--- start RECORDS SUPPLIED ---

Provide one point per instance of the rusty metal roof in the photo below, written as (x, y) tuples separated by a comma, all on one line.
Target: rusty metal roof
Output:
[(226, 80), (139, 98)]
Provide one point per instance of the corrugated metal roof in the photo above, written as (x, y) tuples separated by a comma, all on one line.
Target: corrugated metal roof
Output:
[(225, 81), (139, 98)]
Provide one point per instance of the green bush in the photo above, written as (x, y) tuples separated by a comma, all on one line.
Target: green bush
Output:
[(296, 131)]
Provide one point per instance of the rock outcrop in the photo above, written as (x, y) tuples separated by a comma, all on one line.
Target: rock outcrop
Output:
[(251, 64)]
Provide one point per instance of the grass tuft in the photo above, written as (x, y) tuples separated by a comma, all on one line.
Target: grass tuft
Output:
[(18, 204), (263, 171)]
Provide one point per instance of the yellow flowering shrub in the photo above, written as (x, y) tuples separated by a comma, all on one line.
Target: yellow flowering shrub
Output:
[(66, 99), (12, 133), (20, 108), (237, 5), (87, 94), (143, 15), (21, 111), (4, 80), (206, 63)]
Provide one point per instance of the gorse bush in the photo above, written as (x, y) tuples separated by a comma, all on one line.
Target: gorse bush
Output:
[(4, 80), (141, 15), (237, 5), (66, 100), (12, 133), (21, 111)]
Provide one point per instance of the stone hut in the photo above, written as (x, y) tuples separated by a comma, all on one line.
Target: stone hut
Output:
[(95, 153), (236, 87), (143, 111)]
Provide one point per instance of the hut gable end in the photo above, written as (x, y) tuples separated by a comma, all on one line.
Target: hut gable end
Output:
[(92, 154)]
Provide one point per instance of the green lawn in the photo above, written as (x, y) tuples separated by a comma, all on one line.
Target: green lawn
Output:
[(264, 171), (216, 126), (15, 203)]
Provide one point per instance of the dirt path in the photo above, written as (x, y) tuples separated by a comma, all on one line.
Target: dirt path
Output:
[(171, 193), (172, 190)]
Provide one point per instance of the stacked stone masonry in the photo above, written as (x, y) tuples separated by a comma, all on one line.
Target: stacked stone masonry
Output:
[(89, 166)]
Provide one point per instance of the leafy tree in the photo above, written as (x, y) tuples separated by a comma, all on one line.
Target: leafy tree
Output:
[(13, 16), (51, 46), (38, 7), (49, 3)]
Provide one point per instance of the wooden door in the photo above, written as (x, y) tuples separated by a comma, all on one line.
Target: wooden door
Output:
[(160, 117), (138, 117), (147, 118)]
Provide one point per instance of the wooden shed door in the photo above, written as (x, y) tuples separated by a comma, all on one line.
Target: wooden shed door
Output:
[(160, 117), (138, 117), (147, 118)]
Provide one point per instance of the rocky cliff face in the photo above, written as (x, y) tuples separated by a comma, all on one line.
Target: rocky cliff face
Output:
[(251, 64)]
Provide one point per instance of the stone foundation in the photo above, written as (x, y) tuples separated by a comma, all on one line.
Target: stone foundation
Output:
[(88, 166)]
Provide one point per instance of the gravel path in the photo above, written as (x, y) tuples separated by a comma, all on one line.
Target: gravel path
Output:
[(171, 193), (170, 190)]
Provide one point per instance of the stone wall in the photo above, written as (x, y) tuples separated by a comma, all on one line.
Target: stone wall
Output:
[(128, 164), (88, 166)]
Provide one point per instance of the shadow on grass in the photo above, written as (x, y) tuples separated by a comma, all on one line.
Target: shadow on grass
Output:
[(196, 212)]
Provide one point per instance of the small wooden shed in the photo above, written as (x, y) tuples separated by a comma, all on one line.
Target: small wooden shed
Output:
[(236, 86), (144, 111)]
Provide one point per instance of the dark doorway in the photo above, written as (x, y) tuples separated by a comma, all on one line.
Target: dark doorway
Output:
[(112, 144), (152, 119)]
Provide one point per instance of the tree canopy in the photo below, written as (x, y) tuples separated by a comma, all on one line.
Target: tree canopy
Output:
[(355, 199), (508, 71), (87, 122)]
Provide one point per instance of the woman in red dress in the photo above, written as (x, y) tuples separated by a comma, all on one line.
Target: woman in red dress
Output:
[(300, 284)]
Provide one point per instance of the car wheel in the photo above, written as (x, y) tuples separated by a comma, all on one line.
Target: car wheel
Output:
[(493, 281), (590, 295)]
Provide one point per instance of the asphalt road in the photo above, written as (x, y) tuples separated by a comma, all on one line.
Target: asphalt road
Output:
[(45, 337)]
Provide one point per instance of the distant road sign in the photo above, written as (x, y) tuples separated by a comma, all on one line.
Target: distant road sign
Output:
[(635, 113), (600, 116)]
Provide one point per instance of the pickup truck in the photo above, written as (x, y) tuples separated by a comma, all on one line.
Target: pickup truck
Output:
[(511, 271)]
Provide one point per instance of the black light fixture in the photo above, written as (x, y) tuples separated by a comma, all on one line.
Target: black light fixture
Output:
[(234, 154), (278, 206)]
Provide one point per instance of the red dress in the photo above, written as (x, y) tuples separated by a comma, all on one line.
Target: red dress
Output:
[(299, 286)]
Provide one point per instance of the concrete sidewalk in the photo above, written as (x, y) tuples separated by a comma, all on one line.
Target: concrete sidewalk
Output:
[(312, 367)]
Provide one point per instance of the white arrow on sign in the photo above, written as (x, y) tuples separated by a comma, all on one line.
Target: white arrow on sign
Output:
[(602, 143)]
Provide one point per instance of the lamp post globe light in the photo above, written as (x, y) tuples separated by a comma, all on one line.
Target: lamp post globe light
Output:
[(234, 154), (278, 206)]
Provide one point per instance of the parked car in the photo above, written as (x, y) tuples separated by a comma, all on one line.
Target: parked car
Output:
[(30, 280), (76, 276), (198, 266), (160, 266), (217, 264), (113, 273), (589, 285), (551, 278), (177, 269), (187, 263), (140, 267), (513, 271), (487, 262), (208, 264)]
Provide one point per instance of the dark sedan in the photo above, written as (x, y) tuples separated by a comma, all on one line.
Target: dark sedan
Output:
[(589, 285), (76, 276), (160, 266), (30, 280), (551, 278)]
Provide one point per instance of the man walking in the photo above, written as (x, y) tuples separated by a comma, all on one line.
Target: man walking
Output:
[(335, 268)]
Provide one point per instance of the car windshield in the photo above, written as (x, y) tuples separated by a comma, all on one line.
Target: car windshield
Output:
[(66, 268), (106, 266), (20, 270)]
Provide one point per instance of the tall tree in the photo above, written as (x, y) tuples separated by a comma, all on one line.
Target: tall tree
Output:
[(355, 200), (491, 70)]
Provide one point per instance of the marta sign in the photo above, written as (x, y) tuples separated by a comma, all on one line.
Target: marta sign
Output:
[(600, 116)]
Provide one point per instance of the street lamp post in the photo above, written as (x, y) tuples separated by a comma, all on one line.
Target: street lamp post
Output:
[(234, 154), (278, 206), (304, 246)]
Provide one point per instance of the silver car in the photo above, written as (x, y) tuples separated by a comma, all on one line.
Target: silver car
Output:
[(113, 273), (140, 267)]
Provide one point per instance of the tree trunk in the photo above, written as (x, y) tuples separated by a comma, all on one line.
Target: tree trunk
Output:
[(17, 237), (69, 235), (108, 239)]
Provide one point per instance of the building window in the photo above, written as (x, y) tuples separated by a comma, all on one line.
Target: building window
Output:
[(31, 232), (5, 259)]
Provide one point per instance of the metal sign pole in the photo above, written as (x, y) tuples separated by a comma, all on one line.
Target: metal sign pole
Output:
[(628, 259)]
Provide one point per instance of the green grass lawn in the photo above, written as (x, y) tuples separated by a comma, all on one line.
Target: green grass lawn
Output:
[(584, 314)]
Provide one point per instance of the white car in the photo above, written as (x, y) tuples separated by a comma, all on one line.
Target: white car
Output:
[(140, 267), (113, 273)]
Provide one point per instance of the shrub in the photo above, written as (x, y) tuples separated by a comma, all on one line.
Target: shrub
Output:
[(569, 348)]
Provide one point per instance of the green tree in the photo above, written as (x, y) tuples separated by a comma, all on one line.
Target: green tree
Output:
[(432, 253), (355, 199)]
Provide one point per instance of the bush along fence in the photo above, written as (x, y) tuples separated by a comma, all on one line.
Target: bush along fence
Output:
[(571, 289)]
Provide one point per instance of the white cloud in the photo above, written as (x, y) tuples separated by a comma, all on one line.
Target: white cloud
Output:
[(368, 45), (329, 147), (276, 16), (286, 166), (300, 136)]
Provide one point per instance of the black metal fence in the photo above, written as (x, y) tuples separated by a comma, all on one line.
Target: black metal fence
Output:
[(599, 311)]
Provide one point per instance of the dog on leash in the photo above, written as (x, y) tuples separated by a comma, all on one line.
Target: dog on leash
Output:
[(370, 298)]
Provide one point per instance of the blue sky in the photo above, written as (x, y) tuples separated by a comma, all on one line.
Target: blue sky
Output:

--- end RECORDS SUPPLIED ---
--- start RECORDS SUPPLIED ---

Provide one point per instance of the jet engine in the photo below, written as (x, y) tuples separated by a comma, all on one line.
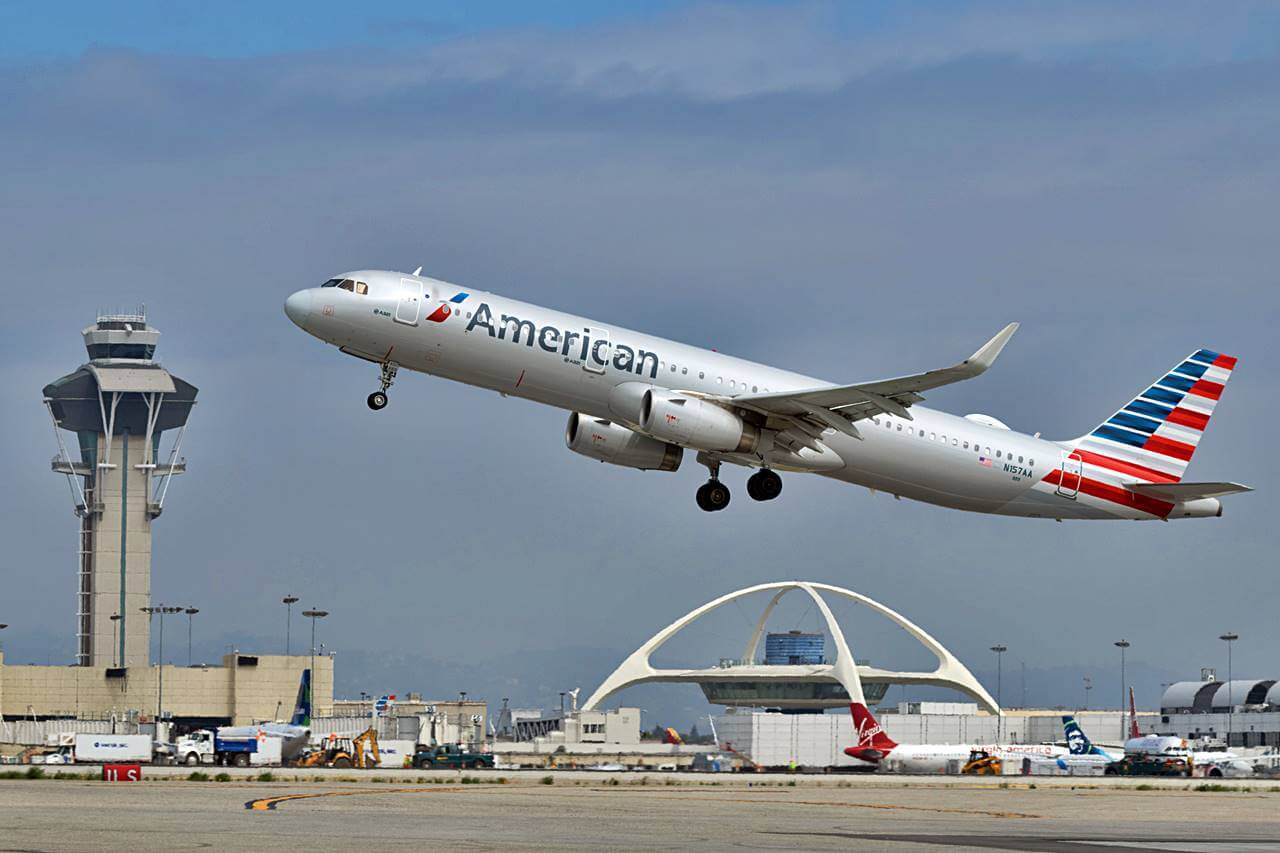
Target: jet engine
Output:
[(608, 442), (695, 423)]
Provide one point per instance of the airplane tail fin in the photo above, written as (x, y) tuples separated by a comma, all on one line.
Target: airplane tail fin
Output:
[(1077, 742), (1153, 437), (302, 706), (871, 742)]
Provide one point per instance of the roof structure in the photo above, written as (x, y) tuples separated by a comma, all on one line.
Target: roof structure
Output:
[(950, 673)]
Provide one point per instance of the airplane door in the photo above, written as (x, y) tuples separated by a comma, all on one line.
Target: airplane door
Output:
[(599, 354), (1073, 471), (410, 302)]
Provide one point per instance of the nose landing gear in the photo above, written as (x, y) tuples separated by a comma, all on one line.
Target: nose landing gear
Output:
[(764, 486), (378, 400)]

--- end RECORDS SUPPLIED ---

### EXERCISE BRIEF
Pick out every line in the rows above that contains the word "yellow", and copy each of those lines in full.

### ANSWER IN FULL
Provide one point per instance of the yellow flowering shrub in the photo above, written as (x, y) tuples separated by a comma, all on one line.
Target: yellow flowering shrub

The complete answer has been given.